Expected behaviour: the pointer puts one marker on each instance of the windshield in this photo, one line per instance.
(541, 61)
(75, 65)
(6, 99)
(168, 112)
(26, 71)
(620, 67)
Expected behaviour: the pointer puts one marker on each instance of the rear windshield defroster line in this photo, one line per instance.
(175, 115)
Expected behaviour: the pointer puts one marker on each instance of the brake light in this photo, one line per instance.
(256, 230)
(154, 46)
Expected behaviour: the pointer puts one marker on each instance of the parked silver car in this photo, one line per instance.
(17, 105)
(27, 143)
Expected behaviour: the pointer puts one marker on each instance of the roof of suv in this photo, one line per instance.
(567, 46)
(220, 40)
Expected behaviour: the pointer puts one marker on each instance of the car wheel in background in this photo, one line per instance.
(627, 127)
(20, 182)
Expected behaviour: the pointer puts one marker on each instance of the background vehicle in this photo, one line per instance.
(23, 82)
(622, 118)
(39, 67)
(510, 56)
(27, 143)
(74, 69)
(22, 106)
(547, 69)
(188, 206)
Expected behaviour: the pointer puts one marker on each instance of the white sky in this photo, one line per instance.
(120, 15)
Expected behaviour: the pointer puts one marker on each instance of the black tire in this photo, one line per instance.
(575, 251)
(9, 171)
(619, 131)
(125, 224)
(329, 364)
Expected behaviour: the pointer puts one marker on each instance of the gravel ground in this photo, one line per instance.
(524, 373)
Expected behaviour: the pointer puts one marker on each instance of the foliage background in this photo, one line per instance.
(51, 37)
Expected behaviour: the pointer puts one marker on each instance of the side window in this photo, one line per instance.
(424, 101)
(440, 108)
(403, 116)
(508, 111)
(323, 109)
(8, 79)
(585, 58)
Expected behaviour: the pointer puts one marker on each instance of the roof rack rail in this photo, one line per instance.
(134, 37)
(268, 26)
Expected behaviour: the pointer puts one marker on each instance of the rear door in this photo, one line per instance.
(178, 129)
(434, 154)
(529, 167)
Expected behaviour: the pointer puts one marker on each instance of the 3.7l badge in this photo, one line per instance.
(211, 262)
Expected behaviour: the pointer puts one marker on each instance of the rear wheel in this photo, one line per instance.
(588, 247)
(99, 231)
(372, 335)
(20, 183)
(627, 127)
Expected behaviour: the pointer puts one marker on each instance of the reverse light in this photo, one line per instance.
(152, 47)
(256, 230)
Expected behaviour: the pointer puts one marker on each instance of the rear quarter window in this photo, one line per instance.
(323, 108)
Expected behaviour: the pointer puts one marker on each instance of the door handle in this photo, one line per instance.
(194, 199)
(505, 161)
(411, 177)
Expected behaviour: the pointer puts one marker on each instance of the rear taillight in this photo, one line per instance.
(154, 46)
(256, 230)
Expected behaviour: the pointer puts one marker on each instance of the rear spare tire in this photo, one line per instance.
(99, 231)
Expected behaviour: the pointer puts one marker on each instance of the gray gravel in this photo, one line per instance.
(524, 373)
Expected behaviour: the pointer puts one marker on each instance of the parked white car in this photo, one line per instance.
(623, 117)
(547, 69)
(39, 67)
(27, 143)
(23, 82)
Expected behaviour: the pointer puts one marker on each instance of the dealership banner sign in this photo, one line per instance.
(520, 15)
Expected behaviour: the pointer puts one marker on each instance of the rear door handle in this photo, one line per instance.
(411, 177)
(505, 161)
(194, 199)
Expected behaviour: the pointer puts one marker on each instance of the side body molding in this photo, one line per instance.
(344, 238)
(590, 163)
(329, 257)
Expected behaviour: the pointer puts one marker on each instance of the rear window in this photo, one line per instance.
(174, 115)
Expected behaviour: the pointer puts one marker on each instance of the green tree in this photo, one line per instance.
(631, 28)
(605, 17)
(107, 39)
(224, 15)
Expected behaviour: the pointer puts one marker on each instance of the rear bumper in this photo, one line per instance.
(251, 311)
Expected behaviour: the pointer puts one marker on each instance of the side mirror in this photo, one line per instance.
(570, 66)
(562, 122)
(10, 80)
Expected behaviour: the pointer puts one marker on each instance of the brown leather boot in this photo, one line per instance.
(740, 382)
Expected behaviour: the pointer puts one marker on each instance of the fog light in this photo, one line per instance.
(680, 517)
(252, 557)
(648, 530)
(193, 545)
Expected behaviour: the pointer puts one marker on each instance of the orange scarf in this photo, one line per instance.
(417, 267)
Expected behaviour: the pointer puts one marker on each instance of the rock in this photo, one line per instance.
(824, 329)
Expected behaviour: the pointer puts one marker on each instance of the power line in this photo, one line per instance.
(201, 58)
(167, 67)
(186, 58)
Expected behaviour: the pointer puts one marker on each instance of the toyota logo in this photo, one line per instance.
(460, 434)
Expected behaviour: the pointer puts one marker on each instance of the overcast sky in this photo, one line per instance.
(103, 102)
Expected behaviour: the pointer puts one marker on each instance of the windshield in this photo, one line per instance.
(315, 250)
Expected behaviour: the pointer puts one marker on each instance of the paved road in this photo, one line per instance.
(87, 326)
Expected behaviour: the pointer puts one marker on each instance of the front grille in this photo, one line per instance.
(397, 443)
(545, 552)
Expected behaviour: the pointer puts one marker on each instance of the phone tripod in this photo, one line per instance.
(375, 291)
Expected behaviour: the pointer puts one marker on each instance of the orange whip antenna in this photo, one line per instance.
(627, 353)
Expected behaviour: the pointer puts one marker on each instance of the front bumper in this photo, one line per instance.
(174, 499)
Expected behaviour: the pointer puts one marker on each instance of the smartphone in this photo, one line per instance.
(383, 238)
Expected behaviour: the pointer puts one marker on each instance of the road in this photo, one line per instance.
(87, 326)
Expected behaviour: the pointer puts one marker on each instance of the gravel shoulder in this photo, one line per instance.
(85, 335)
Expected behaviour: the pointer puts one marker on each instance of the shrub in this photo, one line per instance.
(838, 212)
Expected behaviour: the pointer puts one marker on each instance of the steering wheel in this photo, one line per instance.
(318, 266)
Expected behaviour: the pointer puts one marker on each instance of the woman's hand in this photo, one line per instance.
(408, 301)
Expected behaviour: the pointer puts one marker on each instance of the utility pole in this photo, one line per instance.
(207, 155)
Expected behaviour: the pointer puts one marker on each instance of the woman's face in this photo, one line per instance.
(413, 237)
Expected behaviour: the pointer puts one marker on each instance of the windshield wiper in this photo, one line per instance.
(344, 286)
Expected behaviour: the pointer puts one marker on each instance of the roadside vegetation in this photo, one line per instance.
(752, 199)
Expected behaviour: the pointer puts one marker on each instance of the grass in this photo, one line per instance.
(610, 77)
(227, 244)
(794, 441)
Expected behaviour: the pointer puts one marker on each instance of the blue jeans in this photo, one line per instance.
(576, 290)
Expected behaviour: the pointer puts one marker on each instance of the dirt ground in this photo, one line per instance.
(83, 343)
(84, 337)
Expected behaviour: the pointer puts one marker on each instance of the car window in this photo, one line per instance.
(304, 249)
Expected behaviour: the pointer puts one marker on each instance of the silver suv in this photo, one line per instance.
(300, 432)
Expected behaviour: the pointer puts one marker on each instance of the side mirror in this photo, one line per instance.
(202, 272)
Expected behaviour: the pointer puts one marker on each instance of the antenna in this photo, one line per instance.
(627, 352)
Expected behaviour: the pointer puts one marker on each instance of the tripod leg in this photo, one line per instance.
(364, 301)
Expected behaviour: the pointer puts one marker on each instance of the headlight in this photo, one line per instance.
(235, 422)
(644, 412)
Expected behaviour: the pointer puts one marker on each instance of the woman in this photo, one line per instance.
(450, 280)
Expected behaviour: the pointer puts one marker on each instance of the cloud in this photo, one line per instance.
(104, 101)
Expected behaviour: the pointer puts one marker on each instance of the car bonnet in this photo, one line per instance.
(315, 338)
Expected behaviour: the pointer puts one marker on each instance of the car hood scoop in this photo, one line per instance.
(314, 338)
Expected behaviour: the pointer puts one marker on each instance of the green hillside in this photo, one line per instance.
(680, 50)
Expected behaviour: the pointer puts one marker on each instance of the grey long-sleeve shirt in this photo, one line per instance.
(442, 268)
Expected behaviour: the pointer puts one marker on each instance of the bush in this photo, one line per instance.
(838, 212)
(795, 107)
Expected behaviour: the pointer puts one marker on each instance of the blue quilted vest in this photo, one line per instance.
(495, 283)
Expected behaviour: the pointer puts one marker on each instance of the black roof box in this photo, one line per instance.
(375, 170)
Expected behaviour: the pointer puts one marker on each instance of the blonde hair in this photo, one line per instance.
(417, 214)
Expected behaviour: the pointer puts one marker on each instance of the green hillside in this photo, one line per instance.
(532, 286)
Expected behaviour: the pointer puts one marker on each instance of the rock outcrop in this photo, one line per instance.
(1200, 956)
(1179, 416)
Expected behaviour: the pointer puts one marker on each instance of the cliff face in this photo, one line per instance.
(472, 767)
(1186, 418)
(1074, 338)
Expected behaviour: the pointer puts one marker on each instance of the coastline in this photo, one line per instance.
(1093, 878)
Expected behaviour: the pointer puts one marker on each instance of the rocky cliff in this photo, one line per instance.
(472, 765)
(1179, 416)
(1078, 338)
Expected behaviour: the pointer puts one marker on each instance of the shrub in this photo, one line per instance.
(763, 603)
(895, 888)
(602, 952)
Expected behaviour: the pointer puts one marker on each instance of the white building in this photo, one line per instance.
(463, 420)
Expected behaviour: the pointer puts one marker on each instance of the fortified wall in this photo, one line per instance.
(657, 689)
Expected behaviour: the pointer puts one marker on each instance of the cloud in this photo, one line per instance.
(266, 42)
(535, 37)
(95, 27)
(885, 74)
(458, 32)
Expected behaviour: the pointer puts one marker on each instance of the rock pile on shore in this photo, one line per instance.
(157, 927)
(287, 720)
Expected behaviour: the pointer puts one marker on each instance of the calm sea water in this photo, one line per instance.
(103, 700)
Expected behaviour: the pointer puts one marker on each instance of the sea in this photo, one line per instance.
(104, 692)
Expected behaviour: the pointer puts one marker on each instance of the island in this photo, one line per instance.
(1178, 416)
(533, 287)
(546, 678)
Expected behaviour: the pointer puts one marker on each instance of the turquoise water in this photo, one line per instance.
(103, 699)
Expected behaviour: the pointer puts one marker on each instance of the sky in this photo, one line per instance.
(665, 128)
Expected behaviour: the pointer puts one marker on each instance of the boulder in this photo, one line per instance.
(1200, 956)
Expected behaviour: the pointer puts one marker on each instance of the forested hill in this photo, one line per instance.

================================

EXERCISE REQUIREMENTS:
Starting with the line that contains "boulder in this photo, one line per instance." and going on through the end of the material, rewrite those lines with their requests kept and each coordinate in the answers offset by adding 107.

EXERCISE OUTPUT:
Expected behaviour: the pointer puts one marker on each instance of the boulder in this photo, one line per instance.
(1307, 1063)
Expected behaviour: the pointer puts one marker on each instance of the forested hill in this photo, one line per instance.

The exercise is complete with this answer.